Dataset excerpt
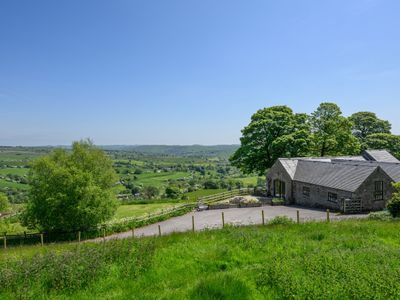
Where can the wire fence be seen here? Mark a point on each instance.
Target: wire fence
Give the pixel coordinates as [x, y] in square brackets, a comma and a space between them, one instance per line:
[25, 239]
[126, 224]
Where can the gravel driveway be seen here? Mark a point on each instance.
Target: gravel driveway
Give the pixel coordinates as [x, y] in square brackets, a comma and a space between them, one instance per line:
[243, 216]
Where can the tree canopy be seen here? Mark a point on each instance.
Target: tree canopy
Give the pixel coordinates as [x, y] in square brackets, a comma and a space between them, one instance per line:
[367, 123]
[272, 133]
[277, 131]
[331, 132]
[4, 204]
[71, 190]
[386, 141]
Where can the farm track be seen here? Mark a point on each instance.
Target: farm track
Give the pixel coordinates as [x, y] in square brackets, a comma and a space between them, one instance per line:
[212, 219]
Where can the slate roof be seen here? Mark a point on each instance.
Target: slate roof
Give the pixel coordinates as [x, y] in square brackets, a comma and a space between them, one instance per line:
[391, 169]
[345, 177]
[380, 156]
[345, 173]
[290, 165]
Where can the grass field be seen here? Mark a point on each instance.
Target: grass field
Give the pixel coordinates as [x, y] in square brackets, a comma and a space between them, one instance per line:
[139, 210]
[194, 196]
[248, 180]
[159, 179]
[340, 260]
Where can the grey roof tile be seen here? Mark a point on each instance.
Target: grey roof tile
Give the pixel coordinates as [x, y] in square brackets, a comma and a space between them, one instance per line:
[336, 175]
[380, 156]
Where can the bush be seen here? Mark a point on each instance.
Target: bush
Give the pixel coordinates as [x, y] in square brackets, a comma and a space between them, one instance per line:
[4, 205]
[71, 190]
[281, 220]
[394, 203]
[277, 201]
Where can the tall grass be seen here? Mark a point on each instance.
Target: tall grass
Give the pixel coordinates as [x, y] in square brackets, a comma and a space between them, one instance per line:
[339, 260]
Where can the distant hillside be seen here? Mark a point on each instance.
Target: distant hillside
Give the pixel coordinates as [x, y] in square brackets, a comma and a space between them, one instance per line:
[175, 150]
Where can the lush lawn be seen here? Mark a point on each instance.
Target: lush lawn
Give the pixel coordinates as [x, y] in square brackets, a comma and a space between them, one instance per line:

What to work on:
From the line holding "Where can the slate" down to the final line above, quote every line exactly and only those lines.

Complete output:
Where can the slate roof be seen here? Mark a point on each instance.
Target: slate roof
Give the pixel coordinates as [x, y] in square brackets, a comma and a space between them, one instance per line:
[391, 169]
[345, 177]
[380, 156]
[345, 173]
[290, 165]
Where can the grass field be seen here? Mark a point on each instance.
Target: grass field
Give the pixel coordinates as [x, y] in square brackets, a comma and a space between them, one instance per line:
[139, 210]
[194, 196]
[248, 180]
[159, 179]
[340, 260]
Where can the grey roof tile be seen here? Mark a point on each instance.
Target: grey roof tile
Give the pixel coordinates as [x, y] in square brackets, a comma and a space between them, one instance per line:
[336, 175]
[380, 156]
Where can the bush be seen here? Mark a point on each instance.
Target: bush
Give the pixel coordinates as [x, y] in square brackets, a comma and a space between them, one instance per line:
[4, 205]
[71, 190]
[281, 220]
[394, 203]
[277, 201]
Where can the tall grass be seen here? Mark a point on each instance.
Target: tall grass
Give the pixel coordinates as [x, y] in square brackets, a comma and a space between them, one instance per line:
[339, 260]
Where can the distant hillside be seen here? Mark a point on each instance.
Target: distant hillside
Give the pixel coordinates as [x, y] in square brackets, a comma and a space between them, one instance per line:
[175, 150]
Where can the lush lawn be seen here? Mark a point on each instance.
Target: lush lawn
Give the pixel coordinates as [x, y] in square brackets, a comma and a space between them, one instance per line:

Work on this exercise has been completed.